#### What you are asked to do
Of the entries below, copy only those lines that contain the word "gavel".

#### The data
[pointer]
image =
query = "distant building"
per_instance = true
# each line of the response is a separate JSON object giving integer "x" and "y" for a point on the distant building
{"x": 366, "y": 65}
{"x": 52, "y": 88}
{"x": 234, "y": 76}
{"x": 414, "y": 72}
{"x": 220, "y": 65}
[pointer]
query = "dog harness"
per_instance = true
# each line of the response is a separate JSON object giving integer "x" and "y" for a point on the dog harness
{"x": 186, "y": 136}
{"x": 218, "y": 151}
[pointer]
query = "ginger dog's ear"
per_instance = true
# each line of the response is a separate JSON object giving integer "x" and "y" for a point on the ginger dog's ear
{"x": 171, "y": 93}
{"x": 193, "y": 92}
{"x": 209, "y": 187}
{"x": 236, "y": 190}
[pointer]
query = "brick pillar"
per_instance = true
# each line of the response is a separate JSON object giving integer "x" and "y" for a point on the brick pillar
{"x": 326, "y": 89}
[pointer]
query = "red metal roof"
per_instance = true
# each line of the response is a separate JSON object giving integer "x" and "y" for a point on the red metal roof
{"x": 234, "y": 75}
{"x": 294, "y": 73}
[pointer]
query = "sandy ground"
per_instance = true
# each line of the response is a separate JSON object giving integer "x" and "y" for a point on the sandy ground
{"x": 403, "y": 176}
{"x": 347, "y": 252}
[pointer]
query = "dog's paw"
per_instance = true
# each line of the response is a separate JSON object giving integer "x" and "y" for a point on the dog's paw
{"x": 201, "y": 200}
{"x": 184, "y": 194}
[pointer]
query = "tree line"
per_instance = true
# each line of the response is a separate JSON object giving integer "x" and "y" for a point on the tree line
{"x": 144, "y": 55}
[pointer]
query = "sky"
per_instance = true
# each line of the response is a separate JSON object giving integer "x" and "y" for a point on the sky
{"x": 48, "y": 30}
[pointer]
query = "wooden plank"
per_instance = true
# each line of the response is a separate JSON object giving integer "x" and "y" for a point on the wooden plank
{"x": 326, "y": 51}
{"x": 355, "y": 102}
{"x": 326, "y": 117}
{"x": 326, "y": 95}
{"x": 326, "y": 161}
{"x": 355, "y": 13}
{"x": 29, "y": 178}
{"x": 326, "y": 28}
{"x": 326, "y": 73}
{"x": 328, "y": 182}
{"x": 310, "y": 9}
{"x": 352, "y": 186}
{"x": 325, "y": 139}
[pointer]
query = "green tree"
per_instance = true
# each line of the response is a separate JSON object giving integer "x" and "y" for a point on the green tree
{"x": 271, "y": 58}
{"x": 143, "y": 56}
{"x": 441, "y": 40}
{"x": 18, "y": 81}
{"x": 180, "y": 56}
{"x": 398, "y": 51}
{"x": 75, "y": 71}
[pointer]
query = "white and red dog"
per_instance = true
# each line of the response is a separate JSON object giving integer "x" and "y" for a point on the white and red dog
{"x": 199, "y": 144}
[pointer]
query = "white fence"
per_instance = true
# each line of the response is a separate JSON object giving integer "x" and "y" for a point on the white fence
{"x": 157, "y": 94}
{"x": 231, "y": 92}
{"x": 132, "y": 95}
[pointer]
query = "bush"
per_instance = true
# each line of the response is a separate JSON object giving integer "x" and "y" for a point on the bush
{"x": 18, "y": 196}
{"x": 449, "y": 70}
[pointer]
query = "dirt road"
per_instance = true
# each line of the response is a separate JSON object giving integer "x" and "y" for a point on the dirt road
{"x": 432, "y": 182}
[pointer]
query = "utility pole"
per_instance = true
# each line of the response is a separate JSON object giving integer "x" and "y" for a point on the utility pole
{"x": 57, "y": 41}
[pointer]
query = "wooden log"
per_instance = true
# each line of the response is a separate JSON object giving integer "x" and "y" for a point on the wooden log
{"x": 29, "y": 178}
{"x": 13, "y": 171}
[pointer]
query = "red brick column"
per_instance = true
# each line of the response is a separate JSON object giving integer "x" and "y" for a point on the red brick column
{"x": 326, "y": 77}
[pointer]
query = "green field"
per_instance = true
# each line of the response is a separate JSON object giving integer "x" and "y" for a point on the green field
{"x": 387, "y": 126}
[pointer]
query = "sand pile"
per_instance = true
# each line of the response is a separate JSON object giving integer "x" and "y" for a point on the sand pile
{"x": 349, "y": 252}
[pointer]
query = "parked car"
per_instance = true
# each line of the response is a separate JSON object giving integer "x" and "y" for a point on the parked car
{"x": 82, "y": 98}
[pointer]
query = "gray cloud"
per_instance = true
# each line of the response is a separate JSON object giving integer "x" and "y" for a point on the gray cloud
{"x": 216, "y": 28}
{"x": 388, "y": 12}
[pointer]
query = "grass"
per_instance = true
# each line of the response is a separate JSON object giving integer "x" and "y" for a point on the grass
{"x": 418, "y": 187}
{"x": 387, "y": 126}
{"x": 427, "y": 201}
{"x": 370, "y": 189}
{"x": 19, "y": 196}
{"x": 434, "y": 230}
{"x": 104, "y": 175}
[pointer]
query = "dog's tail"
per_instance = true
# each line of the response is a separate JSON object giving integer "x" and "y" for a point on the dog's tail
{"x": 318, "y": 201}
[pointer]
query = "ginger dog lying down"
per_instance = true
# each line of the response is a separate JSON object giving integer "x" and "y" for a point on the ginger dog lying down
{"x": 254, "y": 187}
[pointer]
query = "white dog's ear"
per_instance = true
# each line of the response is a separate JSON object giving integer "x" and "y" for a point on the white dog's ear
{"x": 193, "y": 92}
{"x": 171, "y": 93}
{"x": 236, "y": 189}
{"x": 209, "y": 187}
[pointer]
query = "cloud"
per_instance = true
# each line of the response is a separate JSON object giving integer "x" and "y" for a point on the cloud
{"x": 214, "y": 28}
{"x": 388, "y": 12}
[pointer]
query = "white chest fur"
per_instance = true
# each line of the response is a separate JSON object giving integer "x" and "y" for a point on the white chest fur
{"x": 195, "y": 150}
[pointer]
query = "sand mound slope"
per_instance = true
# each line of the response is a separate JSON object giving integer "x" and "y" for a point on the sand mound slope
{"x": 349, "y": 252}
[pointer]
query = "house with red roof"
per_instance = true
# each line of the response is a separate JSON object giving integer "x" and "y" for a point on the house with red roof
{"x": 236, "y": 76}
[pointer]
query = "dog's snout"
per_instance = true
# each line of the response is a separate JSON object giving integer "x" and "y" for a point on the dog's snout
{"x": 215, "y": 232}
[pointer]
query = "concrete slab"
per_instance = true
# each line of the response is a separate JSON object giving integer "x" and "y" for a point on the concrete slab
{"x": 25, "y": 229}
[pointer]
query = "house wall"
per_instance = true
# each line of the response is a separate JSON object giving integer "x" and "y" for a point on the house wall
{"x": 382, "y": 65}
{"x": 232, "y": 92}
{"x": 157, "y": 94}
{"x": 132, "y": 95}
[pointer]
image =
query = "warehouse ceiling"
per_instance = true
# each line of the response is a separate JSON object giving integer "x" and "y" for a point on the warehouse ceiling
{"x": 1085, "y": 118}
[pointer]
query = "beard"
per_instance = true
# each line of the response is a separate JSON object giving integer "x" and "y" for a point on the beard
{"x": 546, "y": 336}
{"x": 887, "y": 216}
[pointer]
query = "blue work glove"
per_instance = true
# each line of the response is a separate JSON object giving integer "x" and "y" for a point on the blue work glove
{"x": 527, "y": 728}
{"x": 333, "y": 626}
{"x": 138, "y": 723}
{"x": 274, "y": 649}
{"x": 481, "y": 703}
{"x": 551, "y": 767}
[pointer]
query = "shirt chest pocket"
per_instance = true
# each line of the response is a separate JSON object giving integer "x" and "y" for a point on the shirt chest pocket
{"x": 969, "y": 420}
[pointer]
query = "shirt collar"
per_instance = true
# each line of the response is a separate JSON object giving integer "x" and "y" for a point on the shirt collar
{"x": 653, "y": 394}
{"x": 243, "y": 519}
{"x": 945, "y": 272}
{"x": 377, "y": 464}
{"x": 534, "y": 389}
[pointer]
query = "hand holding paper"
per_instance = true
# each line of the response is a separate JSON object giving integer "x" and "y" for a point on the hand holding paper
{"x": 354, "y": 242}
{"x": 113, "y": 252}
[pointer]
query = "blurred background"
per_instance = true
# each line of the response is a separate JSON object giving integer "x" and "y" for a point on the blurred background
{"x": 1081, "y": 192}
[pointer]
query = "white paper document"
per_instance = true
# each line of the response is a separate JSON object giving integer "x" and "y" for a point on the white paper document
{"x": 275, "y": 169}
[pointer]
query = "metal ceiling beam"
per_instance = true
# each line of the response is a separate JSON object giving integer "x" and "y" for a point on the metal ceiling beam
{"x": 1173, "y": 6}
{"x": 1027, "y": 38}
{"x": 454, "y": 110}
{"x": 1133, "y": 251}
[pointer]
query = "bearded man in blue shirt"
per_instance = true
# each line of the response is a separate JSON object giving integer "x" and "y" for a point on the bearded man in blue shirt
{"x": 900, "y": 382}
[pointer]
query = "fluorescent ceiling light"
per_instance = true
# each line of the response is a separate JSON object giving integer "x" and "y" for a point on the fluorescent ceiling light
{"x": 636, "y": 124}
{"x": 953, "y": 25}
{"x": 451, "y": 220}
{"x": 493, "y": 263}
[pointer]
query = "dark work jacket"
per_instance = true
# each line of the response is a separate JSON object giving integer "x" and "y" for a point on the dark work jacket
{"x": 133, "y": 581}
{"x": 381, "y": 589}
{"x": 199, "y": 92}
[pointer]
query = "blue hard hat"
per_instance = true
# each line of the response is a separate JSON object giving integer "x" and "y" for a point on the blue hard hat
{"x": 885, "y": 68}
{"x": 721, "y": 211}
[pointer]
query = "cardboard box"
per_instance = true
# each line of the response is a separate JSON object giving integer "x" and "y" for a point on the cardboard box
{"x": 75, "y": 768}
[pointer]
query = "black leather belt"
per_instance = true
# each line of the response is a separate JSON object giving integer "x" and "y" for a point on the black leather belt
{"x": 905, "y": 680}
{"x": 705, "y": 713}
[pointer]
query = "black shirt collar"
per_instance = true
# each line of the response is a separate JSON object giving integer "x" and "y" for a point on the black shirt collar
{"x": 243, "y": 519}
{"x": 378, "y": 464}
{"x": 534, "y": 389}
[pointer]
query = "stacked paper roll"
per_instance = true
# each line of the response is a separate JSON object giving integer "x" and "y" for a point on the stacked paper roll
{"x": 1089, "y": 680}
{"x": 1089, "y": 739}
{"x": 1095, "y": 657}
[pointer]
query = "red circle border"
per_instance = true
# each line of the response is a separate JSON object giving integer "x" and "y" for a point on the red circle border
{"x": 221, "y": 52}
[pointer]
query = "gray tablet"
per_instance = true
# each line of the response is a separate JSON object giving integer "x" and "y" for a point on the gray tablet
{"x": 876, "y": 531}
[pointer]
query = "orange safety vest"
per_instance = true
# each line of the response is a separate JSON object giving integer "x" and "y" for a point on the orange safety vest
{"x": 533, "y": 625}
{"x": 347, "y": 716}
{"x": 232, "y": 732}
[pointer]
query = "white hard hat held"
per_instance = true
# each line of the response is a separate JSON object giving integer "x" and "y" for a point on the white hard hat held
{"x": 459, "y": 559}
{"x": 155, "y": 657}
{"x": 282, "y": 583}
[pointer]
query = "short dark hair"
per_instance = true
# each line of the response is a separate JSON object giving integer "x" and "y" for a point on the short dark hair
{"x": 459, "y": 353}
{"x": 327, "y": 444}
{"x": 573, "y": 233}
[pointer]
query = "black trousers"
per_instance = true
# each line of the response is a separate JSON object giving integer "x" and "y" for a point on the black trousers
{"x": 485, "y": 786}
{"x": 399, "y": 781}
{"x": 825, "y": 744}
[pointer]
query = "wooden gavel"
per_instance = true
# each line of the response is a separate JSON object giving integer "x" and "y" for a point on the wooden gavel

#### Exercise output
query = "wooden gavel"
# each line of the response is a separate JSON object giving integer "x" and "y" for a point on the wooden gavel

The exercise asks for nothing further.